» Task details: Restate all the material verbatim, except for the pictures.

» Data to process:
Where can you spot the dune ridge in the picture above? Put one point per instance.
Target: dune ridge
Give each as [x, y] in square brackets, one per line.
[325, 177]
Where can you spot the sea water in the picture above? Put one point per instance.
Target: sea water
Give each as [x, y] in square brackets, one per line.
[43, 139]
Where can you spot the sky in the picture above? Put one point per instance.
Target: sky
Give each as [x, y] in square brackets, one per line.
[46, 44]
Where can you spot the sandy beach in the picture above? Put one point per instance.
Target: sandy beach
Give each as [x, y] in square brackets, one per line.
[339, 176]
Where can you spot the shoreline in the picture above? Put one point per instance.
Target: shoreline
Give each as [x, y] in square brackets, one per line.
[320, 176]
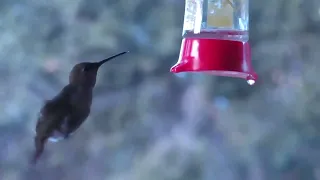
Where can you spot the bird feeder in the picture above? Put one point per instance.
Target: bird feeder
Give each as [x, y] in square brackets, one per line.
[215, 39]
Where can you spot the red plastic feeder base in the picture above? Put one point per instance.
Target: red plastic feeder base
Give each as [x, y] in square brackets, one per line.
[217, 57]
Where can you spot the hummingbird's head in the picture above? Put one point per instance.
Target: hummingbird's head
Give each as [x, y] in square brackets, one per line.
[85, 73]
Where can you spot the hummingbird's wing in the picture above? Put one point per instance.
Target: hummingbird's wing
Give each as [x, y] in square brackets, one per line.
[51, 116]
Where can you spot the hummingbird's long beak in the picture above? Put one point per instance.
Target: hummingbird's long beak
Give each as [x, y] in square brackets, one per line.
[110, 58]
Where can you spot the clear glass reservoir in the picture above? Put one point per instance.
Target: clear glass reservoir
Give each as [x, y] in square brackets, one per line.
[215, 39]
[222, 19]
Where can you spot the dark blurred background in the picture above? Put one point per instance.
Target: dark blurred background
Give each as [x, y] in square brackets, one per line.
[149, 124]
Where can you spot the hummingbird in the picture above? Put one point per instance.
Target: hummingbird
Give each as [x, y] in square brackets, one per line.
[61, 116]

» Worked answer:
Where can you spot the dune ridge in the picture above? Put one point per instance.
Target: dune ridge
Give each as [x, y] in square brackets, one per line.
[325, 177]
Where can you spot the sea water in the picture above? Put one point per instance.
Target: sea water
Give each as [x, y] in square brackets, one per line.
[43, 139]
Where can you spot the sky in the picture above? Put one point per instance.
Target: sky
Give each as [x, y] in square brackets, one per line.
[46, 44]
Where can you spot the sandy beach in the picture above? Put one point per instance.
Target: sandy beach
Give each as [x, y] in square brackets, one per line.
[339, 176]
Where can you spot the shoreline in the picture above? Put one point per instance.
Target: shoreline
Give each as [x, y] in square brackets, one per line.
[320, 176]
Where can you spot the bird feeder in the picture above? Put one point per instance.
Target: bird feeder
Give each as [x, y] in square brackets, one per line.
[215, 39]
Where can you spot the red plastic feeder base in the picture above? Put one point per instance.
Target: red plastic feeder base
Give each as [x, y] in square brackets, one per line.
[217, 57]
Where can you spot the hummingbird's head in the picture above? Put one point per instance.
Target: hummingbird's head
Give each as [x, y] in square brackets, one per line.
[85, 73]
Where can you spot the hummingbird's wing in the picture above? Put one point per instance.
Target: hummingbird's wing
Give each as [x, y] in square brackets, one per line.
[51, 116]
Where can you spot the hummingbird's long beak in the picture above? Put one point per instance.
Target: hummingbird's long beak
Give each as [x, y] in square brackets, one per line.
[110, 58]
Where can you spot the clear glass reservoir in the picture above? Put one point per instance.
Target: clear glass reservoir
Give each as [x, y] in square brackets, one per line.
[215, 39]
[222, 19]
Where can you spot the dark blurred background in the picture above? Put one point per instance.
Target: dark blurred background
Give each as [x, y] in square brackets, one per line.
[149, 124]
Where can you spot the hummingbird in the picture above? Put one point per instance.
Target: hummingbird
Give each as [x, y] in square brackets, one per line.
[61, 116]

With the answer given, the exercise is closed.